-- Excerpt provided follows --

So the more I think about the less sure I am that I want a second horse. I love my Gen to bits and pieces, but I don’t think I can call horse ownership an easy experience. What would I do if my second horse was injured and had to be retired as well? There is just no possible way that I could ever afford 3 horses, I can do two, but that is with scrimping. To pay for two pasture pets and then still have money left over for lessons, showing, extra rides, etc…that is just not in my relm of possibility.
And speaking of scrimping I had a big ah-ha moment when I was out to breakfast with Boomerang and Marissa last week. There is a huge difference between being able to physically afford to keep a horse and being able to afford to keep a horse the way I want to keep a horse. If I get a riding horse I would like to be able to keep it at an indoor. In my area the average indoor with good care is about $800 a month, not counting any of the extras like holding for the vet, trailer parking, blanket changes, etc. I could afford two horses, but my riding horse would have to live outside (Gen is not a living outside kind of guy) for the much more affordable price of $300-400 a month. It is like buying a Lexus, but not having automatic locks (and no, I could never afford a Lexus, I am just trying to find a way to explain).
I would also need to be much more careful about my spending if I have two horses. Last summer was the first time in a long time that I could afford to go on a vacation. The only reason I could afford it was because I didn’t have the expenses of a second horse. It has been nice to not burst in to tears when I get an unexpected bill. I know that if I went back to two horses that would also mean I would be back to a life of very careful spending. I could manage with two, but life is easier with only one. I work full time and chose a job to make a difference, not to get rich. Unless I suddenly win $200 million in the lottery my life is going to be this way forever.
Time wise two horses seems to take up three times the amount of time on a normal day. I used to feel guilty on the days when I could only see one horse (Gen always won). There was also never a day with a quick run to the barn. If I pampered one I felt obligated to go and pamper the other. That would mean that even on just a grooming day I would be spending 2 plus hours getting to the barns, grooming and getting home. Now with Gen on a rush day I can keep things under an hour. To ride, groom and fuss over two would easily be five hours. That does not leave me a lot of time for any of the fun stuff.

-- Excerpt provided concluded --
-- Supplied entries follows --

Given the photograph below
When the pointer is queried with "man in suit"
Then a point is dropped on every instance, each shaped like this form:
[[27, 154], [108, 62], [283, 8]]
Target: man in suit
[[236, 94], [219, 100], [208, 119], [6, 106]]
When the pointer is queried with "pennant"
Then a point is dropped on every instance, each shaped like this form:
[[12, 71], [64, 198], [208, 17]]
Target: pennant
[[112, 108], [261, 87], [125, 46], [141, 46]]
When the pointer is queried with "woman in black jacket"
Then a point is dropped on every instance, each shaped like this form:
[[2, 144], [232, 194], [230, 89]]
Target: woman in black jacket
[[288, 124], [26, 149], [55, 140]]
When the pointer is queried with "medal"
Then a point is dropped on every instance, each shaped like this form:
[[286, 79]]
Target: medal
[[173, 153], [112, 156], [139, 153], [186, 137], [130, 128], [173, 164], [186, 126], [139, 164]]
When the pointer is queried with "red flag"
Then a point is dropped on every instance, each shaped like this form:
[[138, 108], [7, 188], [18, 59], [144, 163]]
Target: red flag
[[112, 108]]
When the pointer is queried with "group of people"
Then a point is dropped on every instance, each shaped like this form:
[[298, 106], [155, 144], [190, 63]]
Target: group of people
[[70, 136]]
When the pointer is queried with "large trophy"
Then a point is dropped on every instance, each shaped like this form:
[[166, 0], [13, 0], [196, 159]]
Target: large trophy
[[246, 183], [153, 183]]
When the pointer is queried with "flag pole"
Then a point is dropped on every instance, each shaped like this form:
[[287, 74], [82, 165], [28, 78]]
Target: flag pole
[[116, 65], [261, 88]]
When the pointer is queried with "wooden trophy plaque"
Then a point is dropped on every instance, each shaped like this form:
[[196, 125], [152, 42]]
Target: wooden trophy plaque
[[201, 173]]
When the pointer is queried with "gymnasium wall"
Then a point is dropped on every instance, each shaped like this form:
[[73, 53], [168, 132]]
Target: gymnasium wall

-- Supplied entries concluded --

Pick up the post about owning a second horse after its final sentence and continue writing it.

Output for this exercise =>
Do I want another horse someday? Absolutely. I want to do this horse ownership thing right though. When I got Gen I was in grad school and money and time were huge issues. There was so muchI wanted to do with Gen that I couldn’t. I can still clearly remember trying to fit in a whole year of showing with all fees for under $500. I don’t want to do that again. If the right horse comes along I will have to reevaluate, but for now I think that I should just focus on having Gen. Sometimes I forget that I am still young. I can get into this way of thinking that makes me feel like my life is ruined if I have not done X,Y and Z by the time I am 30 (which is crazy because 30 is really young in the scheme of things!) I start thinking how want to show here and there, get these scores, clinic with this person, etc. and I should be much farther along by now. I had a plan in my head when I got Gen that we would be at 3rd level right now and I would be getting my USDF bronze this year. When I start thinking like that I need to take a deep breath and remember that I still have tons of time. Things never work out as planned in my world and even if Gen was in perfect health who knows if he could have ever done 3rd level movements? I need to relax and remind myself that life is a journey. As much as I want him to, Gen isn’t going to live forever. He will not be the only horse I ever own unless I want him to be. I can still have a horse if I ever get married or have kids. If I get a second horse I want the sky to be the limit, not my wallet.
Does that make any sense to anyone besides me? I just want my next horse to be all about joy, not stress. I have proved that with scrimping and planning I can have two horses, but that doesn’t mean that it is the best thing for me, at least not right now. I am still going to look at ads, rescue sites, etc, but I also think that deep down I am really just a one horse kind of girl.